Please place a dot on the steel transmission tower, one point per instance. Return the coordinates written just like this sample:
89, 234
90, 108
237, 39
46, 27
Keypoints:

> STATED TASK: Copy out the data above line for line, with no changes.

> THE RESPONSE:
Please place a dot on the steel transmission tower, one point per instance. Return the coordinates written just like this sample:
89, 234
90, 108
237, 39
46, 27
Keypoints:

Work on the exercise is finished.